Exercise goal:
Nothing but the lines holding the string "runway" should appear in the answer. Copy them from the entries.

Source material:
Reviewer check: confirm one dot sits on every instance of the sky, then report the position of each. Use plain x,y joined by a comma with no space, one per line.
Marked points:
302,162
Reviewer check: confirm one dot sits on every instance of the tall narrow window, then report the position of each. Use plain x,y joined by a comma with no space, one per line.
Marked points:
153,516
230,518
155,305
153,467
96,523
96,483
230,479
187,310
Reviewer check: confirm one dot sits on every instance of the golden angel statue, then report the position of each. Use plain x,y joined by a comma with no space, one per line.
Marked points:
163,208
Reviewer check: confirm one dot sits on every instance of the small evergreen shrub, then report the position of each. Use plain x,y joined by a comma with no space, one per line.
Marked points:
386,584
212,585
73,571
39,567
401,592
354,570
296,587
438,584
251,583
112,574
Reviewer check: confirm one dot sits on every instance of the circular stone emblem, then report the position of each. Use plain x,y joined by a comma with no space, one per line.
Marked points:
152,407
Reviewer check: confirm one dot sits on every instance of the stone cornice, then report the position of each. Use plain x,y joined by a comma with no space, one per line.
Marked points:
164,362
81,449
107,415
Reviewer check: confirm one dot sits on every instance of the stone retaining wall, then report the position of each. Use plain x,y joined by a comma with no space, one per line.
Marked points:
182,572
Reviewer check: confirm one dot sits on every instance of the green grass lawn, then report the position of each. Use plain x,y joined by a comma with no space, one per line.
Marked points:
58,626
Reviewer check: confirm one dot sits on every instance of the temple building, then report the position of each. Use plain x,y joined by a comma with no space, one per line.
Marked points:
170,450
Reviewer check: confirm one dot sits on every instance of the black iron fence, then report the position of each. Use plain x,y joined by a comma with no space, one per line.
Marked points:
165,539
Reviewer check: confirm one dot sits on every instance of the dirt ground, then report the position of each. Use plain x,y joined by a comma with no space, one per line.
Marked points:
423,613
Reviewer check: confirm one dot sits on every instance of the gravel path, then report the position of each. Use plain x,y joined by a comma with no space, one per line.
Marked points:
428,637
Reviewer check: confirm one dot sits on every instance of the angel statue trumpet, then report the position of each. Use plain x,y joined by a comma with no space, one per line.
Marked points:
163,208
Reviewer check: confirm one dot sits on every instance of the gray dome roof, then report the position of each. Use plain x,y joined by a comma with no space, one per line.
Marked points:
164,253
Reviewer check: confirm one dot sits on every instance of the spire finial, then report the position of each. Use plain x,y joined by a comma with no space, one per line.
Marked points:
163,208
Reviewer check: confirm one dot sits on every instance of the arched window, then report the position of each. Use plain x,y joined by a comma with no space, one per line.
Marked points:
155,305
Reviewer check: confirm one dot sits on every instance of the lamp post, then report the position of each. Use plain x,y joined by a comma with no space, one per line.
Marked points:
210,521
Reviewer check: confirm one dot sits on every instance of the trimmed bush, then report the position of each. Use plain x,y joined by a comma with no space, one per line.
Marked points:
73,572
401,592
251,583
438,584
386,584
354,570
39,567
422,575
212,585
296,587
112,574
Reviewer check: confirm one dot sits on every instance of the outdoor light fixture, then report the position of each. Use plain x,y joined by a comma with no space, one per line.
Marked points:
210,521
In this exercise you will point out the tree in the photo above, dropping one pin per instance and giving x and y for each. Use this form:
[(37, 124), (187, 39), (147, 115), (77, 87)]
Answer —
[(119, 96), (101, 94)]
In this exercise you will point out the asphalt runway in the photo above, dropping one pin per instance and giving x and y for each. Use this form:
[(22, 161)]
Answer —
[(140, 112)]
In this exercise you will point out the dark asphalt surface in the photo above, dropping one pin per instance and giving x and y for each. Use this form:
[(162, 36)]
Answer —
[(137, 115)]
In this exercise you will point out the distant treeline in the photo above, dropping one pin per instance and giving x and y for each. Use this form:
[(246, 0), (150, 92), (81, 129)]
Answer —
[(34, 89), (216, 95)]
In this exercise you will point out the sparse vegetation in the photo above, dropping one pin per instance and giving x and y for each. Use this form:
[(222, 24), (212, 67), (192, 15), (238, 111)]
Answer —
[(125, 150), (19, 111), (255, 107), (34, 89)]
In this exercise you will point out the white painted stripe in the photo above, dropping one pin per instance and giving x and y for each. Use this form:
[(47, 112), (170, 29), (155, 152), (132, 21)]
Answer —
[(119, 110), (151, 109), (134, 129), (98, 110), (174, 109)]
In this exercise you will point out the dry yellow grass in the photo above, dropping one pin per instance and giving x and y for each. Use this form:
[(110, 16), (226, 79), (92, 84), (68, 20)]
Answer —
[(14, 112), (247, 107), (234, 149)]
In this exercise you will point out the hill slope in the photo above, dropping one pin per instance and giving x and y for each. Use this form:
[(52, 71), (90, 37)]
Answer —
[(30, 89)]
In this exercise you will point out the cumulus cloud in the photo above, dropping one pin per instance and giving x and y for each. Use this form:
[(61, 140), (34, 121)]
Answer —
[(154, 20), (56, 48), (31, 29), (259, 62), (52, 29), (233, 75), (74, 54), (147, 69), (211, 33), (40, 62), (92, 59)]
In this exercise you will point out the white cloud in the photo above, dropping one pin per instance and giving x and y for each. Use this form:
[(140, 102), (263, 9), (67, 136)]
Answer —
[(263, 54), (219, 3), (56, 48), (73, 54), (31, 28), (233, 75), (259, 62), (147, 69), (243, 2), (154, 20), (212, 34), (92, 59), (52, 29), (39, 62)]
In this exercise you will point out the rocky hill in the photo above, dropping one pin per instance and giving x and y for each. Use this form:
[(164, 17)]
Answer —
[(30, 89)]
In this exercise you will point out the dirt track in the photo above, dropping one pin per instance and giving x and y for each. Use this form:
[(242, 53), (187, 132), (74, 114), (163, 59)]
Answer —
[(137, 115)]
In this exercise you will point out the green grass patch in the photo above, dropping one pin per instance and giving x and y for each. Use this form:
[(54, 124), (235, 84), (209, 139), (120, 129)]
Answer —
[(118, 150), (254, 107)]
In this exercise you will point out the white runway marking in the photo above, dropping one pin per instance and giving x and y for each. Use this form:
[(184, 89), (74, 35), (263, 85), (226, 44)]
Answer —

Final answer:
In this exercise you will point out the asphalt runway in the photo above, dropping one pin per instance and giving x and y for each. Use this form:
In this exercise you will point out the white runway marking in the photo above, dropping one pin per instance and giving x and y for each. Use this form:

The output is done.